#### Stored data
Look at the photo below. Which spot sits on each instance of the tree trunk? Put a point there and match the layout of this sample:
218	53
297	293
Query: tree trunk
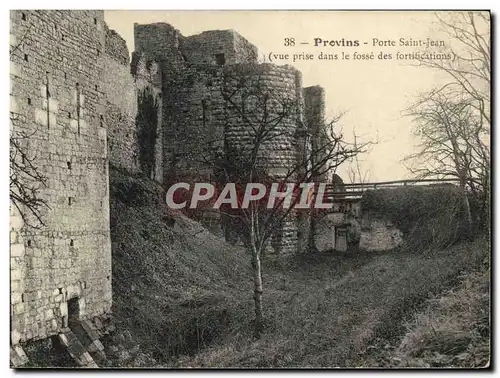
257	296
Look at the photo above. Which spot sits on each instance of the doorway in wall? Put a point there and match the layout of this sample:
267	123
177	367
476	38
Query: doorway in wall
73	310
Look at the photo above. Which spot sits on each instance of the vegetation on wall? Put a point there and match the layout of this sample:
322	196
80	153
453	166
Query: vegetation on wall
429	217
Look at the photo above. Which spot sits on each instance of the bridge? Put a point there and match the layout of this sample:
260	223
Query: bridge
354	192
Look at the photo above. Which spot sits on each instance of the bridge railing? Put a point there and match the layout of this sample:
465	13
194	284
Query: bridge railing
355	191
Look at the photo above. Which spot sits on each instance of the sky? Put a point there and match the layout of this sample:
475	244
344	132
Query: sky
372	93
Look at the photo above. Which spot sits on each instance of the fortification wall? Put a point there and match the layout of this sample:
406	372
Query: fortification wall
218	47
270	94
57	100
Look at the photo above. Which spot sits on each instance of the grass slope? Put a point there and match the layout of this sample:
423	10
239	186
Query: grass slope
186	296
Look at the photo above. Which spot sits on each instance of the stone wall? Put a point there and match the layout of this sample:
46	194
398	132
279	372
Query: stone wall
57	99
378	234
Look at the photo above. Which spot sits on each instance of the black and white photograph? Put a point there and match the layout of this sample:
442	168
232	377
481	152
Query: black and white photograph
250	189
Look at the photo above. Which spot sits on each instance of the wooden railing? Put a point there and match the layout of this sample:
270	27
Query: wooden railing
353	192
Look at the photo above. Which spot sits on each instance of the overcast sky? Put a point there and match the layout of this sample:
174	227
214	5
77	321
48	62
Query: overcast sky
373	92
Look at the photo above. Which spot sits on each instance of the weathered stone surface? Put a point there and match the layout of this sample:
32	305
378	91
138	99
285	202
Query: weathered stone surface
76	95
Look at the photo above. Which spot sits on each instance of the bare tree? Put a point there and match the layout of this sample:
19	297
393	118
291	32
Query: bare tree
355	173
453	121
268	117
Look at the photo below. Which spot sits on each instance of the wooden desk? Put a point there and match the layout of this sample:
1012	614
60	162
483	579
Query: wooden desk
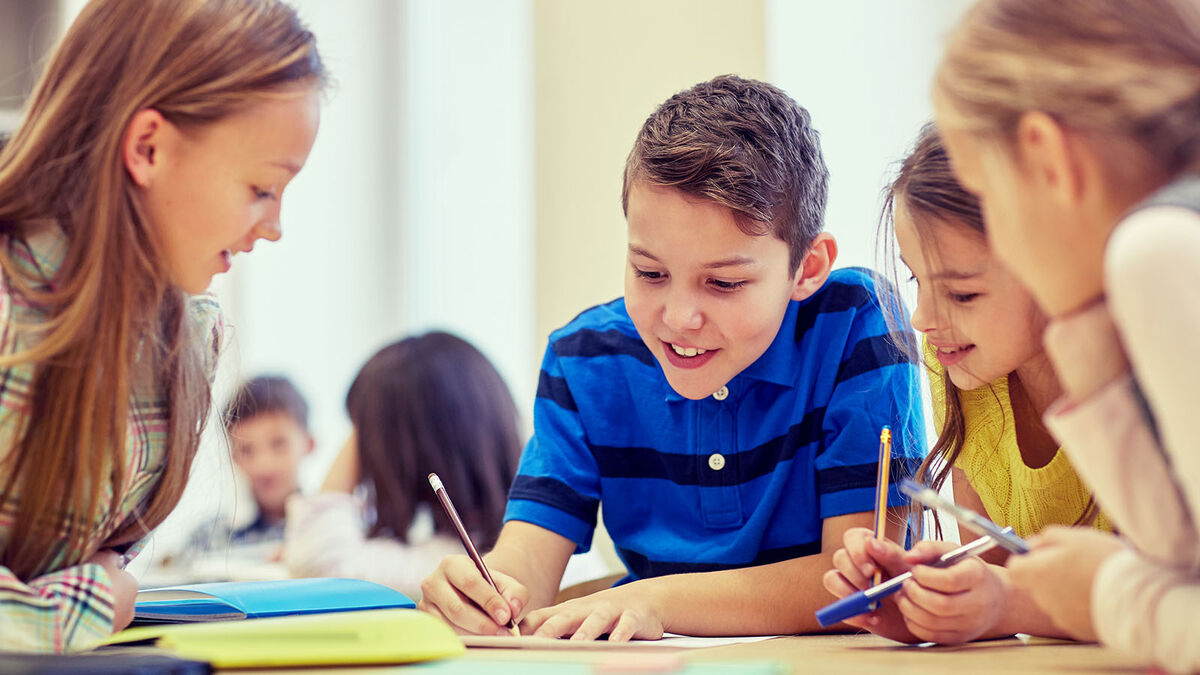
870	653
--
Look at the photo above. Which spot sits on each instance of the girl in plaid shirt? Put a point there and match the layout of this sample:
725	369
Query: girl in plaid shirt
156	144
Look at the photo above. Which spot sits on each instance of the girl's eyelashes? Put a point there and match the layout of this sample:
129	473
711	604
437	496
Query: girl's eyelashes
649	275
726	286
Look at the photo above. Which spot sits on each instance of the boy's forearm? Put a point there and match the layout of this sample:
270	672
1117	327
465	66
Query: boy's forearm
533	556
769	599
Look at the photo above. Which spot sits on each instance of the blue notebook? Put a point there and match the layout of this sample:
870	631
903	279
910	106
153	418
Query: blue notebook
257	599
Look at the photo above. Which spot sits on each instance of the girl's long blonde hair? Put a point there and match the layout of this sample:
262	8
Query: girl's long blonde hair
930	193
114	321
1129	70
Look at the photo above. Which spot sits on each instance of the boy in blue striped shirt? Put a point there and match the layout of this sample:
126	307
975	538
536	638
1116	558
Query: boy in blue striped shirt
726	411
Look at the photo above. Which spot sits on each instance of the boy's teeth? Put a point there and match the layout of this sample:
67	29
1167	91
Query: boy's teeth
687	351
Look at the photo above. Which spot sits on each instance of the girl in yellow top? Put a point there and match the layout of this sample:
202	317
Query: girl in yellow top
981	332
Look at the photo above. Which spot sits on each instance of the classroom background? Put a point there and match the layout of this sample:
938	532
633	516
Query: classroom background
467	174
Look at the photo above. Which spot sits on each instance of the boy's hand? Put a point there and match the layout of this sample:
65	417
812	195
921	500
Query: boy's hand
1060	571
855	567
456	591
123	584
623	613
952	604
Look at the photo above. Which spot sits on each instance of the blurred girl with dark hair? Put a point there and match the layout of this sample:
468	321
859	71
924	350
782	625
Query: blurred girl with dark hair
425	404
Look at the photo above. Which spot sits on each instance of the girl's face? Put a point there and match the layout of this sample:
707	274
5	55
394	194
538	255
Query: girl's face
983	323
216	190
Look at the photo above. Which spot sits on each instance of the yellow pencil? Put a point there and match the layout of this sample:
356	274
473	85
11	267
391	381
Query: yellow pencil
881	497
* * *
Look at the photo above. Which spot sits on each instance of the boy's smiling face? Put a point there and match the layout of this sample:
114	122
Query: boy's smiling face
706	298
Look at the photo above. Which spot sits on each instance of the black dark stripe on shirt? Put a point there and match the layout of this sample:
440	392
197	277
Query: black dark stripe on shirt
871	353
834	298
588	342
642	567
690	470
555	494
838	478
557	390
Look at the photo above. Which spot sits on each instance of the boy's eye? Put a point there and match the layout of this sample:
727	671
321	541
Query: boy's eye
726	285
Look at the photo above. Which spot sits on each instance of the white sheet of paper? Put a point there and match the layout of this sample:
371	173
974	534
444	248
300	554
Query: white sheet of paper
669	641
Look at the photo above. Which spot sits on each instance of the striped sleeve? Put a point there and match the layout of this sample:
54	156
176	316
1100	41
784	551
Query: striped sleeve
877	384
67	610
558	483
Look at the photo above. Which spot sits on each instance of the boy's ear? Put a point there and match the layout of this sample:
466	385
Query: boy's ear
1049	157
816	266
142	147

#### Task objective
Which lines in the entries above contain the string "long"? Gather all of them and copy each one in full.

#### Answer to this exercise
Look at the photo above. Which spot sits on each instance of the girl's long blonde hair? Put a point there and match the layout of this sample:
Query: girl's long blonde hair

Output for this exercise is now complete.